● **Cuplikan dataset anotasi lokasi**

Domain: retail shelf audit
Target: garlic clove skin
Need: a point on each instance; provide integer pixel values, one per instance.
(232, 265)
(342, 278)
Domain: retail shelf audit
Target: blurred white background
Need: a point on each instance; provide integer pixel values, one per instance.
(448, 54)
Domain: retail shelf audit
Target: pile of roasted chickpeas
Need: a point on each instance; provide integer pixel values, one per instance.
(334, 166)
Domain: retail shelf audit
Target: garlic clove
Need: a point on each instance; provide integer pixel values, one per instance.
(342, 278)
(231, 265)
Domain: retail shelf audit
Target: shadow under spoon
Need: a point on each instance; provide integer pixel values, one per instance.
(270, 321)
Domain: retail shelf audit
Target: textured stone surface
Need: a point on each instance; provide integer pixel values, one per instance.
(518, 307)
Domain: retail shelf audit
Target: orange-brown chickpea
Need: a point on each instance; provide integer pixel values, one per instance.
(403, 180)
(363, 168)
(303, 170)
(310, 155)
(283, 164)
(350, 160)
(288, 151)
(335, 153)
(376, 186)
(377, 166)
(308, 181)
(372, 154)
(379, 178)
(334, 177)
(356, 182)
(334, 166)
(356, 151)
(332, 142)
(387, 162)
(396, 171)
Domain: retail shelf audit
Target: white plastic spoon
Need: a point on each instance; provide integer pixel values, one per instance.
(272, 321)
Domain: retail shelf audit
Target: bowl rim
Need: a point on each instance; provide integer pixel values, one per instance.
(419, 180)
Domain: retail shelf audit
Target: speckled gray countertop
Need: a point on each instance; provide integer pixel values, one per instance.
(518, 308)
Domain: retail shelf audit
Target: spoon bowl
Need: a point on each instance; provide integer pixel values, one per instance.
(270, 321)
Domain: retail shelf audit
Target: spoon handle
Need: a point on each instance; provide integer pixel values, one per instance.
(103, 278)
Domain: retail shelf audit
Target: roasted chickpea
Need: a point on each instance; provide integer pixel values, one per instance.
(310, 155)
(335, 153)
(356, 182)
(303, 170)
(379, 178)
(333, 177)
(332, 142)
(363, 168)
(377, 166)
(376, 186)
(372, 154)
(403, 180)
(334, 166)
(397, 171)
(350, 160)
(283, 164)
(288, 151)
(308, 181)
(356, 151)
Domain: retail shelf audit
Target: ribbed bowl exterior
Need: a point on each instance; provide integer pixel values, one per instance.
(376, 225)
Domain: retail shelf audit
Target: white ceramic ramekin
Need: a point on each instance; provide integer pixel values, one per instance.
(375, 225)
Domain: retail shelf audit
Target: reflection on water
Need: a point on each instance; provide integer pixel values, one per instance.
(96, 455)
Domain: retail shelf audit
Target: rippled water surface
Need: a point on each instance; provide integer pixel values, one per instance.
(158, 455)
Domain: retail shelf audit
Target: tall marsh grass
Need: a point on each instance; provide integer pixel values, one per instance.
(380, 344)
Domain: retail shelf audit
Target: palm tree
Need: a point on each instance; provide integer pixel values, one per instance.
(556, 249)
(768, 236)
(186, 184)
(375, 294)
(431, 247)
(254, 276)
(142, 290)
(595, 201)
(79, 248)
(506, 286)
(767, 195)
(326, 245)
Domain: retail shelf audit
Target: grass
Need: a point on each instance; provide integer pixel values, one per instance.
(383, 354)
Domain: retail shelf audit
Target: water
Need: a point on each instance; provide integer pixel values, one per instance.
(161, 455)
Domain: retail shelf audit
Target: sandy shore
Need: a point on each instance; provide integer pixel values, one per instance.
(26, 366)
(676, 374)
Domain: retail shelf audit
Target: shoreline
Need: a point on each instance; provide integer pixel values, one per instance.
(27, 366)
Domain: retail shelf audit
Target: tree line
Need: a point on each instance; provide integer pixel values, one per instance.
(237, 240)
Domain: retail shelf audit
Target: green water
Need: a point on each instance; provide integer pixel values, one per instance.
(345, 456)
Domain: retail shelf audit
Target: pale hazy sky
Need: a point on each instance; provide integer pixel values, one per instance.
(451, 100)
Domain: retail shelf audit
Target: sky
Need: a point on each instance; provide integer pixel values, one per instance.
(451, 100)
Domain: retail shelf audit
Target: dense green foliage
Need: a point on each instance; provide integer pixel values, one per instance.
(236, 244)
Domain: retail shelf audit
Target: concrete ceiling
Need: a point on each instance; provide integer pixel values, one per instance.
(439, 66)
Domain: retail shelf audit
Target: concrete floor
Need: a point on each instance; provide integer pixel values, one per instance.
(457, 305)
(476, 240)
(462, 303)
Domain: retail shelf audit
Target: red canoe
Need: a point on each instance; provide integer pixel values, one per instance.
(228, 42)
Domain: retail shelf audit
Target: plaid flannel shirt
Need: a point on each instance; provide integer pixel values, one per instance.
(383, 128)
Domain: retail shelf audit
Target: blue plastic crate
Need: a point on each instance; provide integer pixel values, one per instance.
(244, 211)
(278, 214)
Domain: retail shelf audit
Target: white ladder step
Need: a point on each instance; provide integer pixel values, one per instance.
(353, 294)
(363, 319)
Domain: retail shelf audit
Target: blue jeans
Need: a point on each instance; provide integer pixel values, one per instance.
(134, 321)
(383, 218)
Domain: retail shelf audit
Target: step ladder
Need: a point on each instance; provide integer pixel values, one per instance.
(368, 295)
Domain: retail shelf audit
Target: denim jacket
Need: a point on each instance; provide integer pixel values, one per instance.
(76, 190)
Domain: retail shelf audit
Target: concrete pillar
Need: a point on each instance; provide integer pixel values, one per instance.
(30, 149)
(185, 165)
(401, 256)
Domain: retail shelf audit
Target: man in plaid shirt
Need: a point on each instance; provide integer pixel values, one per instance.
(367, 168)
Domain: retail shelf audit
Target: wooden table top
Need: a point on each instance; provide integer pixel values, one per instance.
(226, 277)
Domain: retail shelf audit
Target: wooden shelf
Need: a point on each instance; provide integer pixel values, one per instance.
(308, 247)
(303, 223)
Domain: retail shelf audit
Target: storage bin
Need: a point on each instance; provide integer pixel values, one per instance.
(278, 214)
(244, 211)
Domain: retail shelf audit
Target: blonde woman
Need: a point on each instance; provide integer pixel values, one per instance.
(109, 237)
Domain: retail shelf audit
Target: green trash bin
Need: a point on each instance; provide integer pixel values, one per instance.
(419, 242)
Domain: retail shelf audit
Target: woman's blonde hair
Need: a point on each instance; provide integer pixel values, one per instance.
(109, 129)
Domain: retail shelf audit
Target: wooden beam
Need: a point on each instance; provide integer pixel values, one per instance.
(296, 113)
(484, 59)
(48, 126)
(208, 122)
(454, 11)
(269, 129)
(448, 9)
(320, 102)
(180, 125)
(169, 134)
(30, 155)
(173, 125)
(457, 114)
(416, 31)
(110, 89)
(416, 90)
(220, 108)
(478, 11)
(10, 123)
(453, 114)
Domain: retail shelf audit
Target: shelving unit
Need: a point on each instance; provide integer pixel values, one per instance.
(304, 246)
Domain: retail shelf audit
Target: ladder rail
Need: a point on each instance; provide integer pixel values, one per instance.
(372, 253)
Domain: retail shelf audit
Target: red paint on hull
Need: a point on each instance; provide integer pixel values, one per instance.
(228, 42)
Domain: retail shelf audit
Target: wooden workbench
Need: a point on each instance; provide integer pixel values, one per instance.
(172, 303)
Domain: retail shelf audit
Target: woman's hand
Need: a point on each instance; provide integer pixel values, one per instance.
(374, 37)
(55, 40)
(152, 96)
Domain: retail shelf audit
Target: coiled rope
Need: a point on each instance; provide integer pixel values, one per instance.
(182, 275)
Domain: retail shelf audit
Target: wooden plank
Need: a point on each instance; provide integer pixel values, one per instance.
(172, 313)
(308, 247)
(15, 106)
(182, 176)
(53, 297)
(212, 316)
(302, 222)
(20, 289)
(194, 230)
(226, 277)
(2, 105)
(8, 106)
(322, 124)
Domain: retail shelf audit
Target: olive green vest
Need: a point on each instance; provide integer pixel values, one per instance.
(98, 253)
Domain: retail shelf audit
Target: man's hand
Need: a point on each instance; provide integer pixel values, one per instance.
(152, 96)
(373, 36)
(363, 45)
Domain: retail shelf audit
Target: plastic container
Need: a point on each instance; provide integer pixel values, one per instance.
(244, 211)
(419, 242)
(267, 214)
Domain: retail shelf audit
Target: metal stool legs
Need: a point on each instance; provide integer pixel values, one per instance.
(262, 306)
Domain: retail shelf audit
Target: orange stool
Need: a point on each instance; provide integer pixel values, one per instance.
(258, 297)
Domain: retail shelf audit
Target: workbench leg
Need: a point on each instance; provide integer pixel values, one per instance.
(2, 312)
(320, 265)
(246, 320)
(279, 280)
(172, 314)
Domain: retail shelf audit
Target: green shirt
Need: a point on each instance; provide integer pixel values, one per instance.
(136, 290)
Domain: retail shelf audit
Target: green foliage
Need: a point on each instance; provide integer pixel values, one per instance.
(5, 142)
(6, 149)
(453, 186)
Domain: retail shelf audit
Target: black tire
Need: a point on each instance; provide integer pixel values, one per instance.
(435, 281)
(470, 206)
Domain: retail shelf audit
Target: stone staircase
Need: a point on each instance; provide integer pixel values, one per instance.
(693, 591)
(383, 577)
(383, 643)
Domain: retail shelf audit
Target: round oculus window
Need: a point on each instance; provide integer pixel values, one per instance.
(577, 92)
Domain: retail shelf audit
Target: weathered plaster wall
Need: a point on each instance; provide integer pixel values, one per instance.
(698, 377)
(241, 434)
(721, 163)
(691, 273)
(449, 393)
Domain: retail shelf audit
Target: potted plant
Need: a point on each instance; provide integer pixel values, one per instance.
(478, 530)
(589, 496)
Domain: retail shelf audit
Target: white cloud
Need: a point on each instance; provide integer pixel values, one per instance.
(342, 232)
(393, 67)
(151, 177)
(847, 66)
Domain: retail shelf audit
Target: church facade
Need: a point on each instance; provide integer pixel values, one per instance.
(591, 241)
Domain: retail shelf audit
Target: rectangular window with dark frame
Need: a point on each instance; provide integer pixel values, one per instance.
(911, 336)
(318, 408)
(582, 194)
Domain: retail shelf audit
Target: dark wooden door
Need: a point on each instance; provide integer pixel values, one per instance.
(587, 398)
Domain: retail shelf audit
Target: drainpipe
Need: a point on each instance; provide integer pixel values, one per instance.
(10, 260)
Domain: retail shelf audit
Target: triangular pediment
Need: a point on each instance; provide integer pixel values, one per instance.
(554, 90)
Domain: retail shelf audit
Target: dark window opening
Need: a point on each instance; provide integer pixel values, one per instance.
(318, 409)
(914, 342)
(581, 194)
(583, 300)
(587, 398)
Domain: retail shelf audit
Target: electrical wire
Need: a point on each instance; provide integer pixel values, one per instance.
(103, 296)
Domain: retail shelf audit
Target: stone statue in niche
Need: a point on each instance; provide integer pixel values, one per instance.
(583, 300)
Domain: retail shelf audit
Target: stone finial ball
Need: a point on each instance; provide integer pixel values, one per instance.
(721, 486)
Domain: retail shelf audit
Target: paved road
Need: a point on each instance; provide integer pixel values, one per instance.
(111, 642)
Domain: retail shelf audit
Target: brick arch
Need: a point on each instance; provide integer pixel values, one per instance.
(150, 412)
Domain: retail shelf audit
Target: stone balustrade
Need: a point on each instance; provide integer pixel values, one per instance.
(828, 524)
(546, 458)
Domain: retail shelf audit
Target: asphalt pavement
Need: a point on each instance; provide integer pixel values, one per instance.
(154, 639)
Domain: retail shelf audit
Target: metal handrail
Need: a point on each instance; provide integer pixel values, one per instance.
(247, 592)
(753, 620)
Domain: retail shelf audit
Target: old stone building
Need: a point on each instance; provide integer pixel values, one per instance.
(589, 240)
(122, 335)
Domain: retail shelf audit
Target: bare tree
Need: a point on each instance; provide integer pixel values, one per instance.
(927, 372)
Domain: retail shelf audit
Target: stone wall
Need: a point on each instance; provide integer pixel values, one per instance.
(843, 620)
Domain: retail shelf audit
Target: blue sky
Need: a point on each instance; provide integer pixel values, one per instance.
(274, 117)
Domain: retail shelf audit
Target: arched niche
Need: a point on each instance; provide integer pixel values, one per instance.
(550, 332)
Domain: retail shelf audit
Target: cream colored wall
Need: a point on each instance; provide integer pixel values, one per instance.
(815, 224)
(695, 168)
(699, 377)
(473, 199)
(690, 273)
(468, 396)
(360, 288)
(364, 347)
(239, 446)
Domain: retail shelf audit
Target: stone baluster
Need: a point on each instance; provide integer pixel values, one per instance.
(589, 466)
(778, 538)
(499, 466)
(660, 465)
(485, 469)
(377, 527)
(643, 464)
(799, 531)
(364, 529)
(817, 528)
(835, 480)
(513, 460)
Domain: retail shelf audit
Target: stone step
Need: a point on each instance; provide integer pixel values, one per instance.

● **Instruksi Anda**
Kembalikan setiap baris material di atas yang memuat kata "woman". Huruf besar dan kecil dibedakan.

● **Sebagai Tanggapan**
Target: blonde woman
Target: woman's blonde hair
Target: woman's hand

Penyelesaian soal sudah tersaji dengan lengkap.